-- Directions for this task --
Count every line in the data below where "jacket" occurs, then state that number and nothing more.

### Given data ###

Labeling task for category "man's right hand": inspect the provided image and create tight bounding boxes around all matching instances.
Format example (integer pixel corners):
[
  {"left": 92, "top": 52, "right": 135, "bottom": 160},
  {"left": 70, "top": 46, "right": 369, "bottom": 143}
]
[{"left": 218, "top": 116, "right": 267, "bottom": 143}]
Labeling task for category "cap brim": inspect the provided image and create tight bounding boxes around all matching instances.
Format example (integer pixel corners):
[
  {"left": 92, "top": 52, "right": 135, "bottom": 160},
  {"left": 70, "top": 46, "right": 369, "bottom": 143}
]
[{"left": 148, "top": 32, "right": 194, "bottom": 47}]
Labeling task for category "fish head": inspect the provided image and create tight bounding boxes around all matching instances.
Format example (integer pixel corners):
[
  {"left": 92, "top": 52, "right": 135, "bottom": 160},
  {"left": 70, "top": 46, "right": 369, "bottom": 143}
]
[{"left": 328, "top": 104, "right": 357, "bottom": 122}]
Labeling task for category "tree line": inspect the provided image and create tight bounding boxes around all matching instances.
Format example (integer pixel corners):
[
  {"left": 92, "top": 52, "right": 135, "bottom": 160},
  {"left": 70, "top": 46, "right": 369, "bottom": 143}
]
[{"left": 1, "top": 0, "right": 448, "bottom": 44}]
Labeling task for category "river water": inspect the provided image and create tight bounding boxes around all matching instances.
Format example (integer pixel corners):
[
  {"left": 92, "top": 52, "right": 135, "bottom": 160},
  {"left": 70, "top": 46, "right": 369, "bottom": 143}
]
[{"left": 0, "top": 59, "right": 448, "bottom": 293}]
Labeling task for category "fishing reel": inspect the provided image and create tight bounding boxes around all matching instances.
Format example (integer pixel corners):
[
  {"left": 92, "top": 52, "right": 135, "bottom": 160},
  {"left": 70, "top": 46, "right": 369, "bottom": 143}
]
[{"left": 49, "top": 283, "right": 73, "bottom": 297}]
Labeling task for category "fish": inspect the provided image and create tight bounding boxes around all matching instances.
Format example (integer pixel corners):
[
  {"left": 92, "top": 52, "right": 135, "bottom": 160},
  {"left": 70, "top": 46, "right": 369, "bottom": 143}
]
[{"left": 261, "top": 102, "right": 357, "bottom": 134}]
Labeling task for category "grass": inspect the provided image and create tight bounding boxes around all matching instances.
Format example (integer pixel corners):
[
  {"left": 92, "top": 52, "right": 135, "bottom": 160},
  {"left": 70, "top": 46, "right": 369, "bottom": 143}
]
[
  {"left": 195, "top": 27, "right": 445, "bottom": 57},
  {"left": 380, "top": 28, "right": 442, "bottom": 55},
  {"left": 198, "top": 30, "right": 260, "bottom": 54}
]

###
### Given data ###

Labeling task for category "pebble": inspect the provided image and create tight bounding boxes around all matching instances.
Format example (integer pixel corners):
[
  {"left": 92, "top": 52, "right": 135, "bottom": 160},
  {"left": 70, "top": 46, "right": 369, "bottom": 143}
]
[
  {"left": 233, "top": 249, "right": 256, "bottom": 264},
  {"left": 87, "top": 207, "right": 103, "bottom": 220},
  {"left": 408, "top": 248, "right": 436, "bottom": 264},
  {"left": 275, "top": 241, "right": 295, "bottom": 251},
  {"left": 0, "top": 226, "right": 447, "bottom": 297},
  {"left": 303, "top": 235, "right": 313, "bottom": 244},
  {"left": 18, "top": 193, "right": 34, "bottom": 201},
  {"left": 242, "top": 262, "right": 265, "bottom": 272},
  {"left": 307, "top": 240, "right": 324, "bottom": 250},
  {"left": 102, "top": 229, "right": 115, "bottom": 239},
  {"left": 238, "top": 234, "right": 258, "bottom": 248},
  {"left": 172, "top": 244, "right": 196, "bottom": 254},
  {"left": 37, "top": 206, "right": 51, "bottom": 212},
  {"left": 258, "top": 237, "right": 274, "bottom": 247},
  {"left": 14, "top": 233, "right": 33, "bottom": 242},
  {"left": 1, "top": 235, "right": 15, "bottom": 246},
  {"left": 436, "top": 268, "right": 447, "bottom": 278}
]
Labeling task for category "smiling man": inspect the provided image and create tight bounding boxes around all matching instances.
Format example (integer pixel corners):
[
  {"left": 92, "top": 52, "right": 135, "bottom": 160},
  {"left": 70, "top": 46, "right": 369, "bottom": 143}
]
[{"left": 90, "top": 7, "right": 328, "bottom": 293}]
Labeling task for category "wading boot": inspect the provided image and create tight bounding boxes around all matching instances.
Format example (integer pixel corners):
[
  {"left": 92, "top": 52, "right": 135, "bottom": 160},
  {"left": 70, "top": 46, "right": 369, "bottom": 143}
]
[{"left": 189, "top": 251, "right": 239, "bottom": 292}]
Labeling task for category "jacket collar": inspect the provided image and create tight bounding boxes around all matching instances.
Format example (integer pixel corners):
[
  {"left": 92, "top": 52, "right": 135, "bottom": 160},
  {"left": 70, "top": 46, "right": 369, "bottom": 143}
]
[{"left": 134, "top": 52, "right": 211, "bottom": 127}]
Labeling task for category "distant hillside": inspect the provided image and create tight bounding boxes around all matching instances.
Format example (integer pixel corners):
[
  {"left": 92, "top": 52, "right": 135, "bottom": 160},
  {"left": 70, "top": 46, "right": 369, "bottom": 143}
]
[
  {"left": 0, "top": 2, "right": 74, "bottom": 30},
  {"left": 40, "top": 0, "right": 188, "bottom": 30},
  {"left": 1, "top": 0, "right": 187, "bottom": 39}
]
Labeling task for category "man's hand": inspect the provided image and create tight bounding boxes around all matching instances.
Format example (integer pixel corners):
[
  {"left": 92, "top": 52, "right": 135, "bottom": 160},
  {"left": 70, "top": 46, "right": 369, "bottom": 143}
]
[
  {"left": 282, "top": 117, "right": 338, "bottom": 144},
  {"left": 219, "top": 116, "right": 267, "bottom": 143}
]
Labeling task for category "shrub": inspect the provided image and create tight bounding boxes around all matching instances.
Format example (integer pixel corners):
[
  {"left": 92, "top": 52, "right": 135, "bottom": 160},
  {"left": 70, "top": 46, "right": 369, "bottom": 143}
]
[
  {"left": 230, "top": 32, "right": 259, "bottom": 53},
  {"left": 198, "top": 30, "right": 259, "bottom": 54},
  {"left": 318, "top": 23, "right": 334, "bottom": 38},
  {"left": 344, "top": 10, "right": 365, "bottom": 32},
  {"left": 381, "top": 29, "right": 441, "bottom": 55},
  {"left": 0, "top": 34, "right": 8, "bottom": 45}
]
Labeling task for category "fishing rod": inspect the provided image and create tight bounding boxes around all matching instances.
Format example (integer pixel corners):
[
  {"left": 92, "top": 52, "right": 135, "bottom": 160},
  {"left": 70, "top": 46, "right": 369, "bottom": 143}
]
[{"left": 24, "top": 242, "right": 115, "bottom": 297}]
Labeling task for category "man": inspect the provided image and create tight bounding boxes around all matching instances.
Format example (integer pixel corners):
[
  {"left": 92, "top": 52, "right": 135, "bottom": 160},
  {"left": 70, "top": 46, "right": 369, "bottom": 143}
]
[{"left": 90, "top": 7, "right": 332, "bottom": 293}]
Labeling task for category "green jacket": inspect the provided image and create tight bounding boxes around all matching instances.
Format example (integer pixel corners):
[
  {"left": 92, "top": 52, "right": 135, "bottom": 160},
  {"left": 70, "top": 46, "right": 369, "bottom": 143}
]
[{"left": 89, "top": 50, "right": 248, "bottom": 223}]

###

-- Written response --
2